Problem requirements | Reproduce the rows below, beginning at the line that has "is the distant" and stopping after the line that has "[374,293,395,323]", with every bounding-box coordinate in the answers multiplied by 2.25 and rounded to a whole number, halves rounding up. Keep the requests unchanged and give nothing outside that range.

Task inputs |
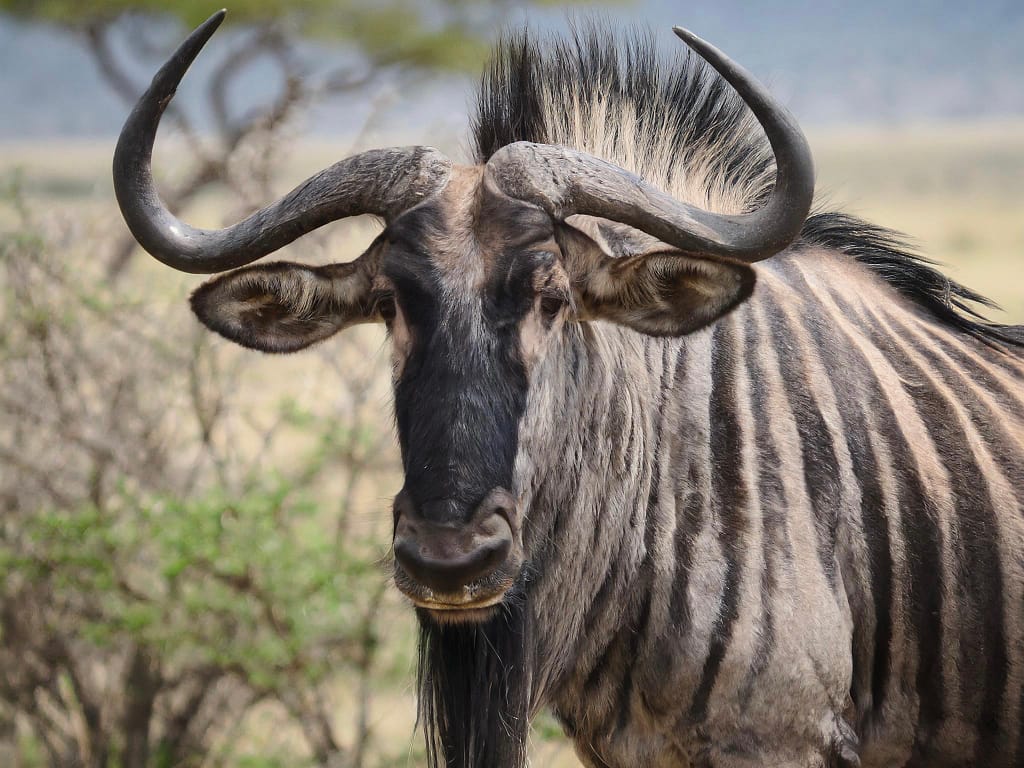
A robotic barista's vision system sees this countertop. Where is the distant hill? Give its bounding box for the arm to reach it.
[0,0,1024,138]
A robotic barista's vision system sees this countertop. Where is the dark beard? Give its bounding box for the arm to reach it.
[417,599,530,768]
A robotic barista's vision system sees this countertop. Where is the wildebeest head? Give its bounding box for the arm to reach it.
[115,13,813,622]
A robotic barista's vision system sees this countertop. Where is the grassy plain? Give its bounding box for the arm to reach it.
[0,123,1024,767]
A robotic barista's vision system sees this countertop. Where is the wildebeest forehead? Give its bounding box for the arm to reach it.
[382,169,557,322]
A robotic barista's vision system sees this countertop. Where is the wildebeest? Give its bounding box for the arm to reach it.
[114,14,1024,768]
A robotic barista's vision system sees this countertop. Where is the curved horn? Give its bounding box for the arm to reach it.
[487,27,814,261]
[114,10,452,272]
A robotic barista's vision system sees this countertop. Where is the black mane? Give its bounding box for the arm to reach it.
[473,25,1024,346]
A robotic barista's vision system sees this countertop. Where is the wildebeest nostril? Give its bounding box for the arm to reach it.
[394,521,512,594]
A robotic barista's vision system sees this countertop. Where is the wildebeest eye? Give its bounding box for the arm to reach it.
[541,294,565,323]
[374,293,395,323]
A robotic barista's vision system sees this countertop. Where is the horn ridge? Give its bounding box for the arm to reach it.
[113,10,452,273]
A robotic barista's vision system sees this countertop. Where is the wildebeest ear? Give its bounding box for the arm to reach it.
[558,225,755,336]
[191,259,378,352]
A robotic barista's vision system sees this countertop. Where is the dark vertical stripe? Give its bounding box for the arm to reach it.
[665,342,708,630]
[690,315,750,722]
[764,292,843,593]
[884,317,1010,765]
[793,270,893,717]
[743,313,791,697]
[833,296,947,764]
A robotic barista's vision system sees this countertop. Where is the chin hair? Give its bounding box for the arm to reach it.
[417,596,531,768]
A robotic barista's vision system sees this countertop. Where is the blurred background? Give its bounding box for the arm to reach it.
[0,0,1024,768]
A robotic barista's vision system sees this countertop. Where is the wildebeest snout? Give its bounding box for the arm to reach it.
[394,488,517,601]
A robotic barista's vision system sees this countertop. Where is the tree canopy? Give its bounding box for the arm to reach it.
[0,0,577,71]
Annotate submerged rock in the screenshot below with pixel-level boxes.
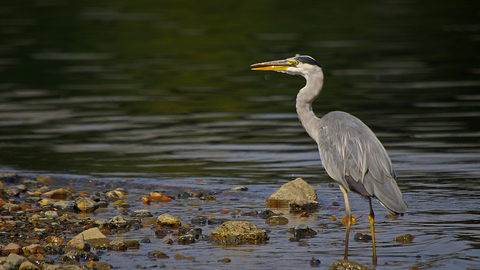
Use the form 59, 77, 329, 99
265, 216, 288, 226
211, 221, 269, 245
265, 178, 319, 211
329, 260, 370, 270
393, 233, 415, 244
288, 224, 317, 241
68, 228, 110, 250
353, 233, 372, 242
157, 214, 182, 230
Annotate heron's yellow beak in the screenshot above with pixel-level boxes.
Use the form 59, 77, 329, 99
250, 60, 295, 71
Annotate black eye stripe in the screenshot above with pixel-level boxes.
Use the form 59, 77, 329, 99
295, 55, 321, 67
...
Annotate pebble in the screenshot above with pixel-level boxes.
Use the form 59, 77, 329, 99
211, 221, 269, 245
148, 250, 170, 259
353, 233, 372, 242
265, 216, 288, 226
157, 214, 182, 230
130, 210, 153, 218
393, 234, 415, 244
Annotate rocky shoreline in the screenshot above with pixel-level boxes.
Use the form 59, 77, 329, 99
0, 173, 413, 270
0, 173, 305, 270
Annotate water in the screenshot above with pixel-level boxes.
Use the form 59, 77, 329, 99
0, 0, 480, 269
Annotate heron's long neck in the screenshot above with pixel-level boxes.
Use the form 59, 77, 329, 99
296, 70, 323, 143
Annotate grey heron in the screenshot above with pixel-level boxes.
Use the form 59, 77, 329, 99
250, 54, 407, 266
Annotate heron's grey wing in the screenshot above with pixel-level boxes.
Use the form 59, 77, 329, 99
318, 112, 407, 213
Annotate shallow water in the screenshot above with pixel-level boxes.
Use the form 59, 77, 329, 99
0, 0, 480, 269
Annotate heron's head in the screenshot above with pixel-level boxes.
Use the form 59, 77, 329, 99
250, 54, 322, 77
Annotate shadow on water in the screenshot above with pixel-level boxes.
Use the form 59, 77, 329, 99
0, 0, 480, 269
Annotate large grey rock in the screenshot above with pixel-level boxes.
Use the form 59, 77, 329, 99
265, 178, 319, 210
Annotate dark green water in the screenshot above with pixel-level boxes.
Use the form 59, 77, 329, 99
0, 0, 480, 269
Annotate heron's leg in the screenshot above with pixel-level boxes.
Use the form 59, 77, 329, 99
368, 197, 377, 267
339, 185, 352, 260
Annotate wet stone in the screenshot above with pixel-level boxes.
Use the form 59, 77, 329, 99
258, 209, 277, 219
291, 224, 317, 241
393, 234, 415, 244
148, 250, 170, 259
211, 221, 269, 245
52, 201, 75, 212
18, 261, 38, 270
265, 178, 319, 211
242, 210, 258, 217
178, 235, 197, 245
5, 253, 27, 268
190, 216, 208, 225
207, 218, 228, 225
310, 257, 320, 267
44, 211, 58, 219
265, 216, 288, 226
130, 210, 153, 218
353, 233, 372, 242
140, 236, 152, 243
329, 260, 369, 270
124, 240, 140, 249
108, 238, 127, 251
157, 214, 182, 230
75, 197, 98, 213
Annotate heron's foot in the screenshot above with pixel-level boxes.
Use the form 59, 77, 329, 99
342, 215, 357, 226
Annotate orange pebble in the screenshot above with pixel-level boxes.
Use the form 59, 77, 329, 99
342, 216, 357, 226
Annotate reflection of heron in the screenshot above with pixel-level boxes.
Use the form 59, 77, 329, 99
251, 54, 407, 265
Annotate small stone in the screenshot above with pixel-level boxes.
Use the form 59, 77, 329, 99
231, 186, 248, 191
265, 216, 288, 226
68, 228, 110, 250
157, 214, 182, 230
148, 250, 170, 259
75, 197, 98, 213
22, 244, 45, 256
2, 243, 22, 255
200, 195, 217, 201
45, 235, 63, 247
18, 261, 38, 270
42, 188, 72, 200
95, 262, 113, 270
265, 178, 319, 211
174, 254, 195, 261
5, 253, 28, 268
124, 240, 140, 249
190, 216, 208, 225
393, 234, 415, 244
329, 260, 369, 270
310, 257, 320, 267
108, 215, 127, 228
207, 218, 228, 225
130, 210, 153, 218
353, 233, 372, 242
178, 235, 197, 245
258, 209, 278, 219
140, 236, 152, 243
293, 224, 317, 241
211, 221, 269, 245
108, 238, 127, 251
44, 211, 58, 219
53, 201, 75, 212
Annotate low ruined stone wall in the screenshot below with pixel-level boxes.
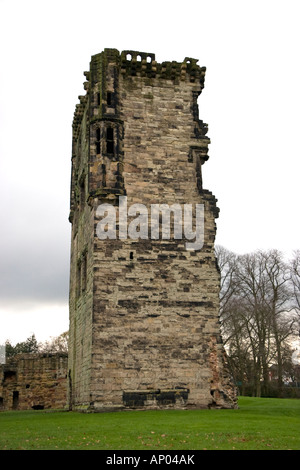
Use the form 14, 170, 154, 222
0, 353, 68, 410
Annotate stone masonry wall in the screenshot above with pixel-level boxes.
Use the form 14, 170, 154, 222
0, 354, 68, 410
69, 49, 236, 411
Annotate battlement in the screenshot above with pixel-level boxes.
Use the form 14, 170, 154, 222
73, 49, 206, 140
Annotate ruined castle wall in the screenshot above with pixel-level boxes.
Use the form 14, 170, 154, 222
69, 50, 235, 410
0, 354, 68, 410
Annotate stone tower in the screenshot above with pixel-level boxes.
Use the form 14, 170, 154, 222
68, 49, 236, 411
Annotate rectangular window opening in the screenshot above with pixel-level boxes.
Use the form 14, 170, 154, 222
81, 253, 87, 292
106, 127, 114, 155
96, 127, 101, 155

Worked solution |
A robotic barista's vision system sees this countertop. Where is the distant hill? Give its bounding box for the arm to reach it.
[0,0,2304,311]
A robotic barista's vision system sees this countertop. Where is the dark beard? Give its bounding box for the arm to reach it.
[938,1348,1193,1728]
A robotic barista's vision system sees this countertop. Where is the wildebeest head? Give its bounding box for the arm to reach it.
[259,29,1829,1400]
A robotic barista's vision system sees this countertop. Where is the grassy plain? Give its bounding box for the arm to reach it.
[0,277,2304,1726]
A robotic barista's vision system sees this countertop. Where is the wildebeest forehead? Give its bounding box for the arm to reach it.
[860,380,1253,725]
A robotic barista's vision system sees this countertop. Where is the wildebeest? Give its bounding box for the arm to reach it.
[257,32,2304,1728]
A robotic barista's vision system sees this countertop. Where is the curved horn? Give its bounding box for the arm to reach it.
[1096,61,1832,587]
[257,23,1017,612]
A robotic barista's vision system sees this countertop. Where is the black mane? Give its bounding box for the arm to reach it.
[1064,56,2304,779]
A robotic barista's vision system sees this countertop. Where is the wildebeest nostril? Give its bounding box for the arm to reach it.
[887,1172,1152,1337]
A robotic barista's vision system sees this countertop. Where is the wildebeest eye? Give its bounding box for the arm to reach it.
[1217,662,1271,727]
[842,659,889,727]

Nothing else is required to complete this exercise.